◆ Your assignment
Could you write out, word for word, only the lines from the one containing "of the window" through the last line of the data below?

---+---

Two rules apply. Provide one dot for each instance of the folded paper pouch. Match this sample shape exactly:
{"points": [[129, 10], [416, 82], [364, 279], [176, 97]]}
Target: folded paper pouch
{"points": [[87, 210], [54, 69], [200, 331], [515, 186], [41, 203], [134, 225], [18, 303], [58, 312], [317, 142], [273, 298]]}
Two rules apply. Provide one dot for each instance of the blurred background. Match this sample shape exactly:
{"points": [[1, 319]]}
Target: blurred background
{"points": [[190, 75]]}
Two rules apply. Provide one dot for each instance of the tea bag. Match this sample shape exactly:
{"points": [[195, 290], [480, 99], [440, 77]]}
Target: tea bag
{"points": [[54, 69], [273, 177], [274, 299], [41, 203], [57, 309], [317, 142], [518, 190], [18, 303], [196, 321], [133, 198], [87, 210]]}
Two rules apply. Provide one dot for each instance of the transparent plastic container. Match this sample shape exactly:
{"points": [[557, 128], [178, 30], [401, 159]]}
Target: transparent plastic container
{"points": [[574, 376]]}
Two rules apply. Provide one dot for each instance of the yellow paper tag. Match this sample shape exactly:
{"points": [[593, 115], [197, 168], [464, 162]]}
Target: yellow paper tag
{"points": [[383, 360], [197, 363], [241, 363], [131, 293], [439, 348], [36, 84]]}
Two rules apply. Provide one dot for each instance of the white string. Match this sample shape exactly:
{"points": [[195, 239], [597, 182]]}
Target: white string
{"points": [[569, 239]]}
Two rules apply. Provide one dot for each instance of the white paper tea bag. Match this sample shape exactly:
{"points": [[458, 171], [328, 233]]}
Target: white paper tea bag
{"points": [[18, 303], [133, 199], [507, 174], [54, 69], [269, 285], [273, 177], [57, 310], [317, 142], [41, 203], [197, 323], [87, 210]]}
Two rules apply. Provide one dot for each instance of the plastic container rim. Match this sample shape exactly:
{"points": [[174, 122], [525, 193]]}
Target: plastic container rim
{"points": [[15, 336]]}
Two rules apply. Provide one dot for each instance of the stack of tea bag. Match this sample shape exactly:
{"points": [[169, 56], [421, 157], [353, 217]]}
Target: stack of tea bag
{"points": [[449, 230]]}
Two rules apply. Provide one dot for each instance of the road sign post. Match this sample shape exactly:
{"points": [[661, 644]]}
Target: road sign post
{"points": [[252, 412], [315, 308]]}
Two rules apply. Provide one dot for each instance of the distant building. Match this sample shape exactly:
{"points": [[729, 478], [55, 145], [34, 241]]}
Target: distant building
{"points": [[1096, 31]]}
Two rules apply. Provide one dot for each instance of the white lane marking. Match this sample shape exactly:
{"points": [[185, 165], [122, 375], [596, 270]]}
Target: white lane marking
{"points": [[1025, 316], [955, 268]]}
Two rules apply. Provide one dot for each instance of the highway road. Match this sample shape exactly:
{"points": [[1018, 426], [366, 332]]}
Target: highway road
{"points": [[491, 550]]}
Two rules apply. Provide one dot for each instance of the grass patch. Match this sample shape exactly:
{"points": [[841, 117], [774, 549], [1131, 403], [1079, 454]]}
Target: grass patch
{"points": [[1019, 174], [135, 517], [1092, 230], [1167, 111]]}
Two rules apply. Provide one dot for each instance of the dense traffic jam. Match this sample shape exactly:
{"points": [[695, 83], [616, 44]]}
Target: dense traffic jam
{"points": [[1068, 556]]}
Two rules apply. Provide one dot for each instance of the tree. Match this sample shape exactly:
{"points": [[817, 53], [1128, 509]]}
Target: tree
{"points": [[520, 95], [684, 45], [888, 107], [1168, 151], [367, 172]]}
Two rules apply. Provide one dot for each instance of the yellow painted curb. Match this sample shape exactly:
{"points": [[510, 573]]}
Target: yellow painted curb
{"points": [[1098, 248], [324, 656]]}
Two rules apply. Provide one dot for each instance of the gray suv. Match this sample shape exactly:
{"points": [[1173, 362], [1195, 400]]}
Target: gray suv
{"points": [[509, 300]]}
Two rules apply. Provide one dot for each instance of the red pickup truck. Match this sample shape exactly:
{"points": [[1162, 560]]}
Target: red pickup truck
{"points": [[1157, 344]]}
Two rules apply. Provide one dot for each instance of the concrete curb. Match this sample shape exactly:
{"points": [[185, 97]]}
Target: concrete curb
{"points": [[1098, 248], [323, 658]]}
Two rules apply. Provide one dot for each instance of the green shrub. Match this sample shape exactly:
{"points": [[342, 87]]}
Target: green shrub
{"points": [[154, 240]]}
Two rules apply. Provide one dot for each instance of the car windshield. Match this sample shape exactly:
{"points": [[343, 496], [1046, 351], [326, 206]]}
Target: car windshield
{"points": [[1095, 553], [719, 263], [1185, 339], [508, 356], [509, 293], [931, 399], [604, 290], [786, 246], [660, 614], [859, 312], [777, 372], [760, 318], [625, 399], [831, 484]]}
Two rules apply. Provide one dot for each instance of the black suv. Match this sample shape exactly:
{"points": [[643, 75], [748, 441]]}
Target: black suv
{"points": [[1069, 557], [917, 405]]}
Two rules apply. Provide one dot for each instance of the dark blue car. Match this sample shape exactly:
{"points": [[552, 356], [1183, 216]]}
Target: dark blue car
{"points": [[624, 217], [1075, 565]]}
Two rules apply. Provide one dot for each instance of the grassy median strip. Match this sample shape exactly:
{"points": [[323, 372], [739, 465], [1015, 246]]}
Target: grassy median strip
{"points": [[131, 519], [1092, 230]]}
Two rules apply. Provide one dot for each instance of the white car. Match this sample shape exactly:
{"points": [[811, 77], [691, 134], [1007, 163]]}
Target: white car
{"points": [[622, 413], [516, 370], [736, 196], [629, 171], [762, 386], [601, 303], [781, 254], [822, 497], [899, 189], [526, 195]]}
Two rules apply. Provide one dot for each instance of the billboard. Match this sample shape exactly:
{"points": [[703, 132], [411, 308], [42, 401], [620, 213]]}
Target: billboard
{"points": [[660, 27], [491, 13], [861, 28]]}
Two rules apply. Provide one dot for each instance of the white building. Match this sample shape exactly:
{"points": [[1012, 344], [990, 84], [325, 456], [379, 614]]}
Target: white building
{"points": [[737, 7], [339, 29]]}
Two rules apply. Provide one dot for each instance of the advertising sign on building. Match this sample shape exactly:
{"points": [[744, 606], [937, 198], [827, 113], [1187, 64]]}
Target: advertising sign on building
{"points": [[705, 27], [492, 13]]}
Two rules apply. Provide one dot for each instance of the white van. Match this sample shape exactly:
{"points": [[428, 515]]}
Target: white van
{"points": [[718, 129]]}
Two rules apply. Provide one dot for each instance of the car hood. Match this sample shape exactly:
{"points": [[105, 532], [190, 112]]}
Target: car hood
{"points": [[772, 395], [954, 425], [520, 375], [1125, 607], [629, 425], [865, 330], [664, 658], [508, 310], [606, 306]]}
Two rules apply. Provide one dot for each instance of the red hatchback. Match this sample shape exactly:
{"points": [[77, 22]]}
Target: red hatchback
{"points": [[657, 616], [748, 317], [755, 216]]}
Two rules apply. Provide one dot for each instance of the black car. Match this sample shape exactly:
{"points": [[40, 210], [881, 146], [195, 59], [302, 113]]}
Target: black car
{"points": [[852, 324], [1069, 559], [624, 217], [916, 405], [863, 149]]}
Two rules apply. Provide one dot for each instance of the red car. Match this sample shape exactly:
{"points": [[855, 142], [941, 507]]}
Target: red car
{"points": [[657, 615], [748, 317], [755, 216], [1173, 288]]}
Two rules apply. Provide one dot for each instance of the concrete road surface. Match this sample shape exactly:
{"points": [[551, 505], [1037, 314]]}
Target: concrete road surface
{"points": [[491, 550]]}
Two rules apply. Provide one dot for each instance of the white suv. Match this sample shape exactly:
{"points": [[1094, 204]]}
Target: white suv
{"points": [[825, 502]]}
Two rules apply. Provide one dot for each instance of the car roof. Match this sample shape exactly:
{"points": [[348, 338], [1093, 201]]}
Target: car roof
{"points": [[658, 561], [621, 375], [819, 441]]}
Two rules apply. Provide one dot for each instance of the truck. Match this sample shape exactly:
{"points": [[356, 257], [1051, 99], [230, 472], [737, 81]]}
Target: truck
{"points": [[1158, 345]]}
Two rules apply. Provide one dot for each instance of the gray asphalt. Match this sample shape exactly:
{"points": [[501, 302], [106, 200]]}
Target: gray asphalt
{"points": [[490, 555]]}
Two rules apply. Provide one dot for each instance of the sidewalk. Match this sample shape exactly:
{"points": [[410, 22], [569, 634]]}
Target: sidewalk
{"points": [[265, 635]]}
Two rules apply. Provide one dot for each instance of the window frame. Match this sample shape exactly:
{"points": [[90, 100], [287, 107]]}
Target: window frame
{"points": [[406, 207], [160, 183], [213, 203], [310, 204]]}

---+---

◆ Completed exercise
Two rules apply. Provide one dot for each instance of the window frame. Match this sample shape exactly:
{"points": [[90, 100], [287, 107]]}
Target: window frame
{"points": [[406, 207], [160, 183], [213, 203], [310, 204]]}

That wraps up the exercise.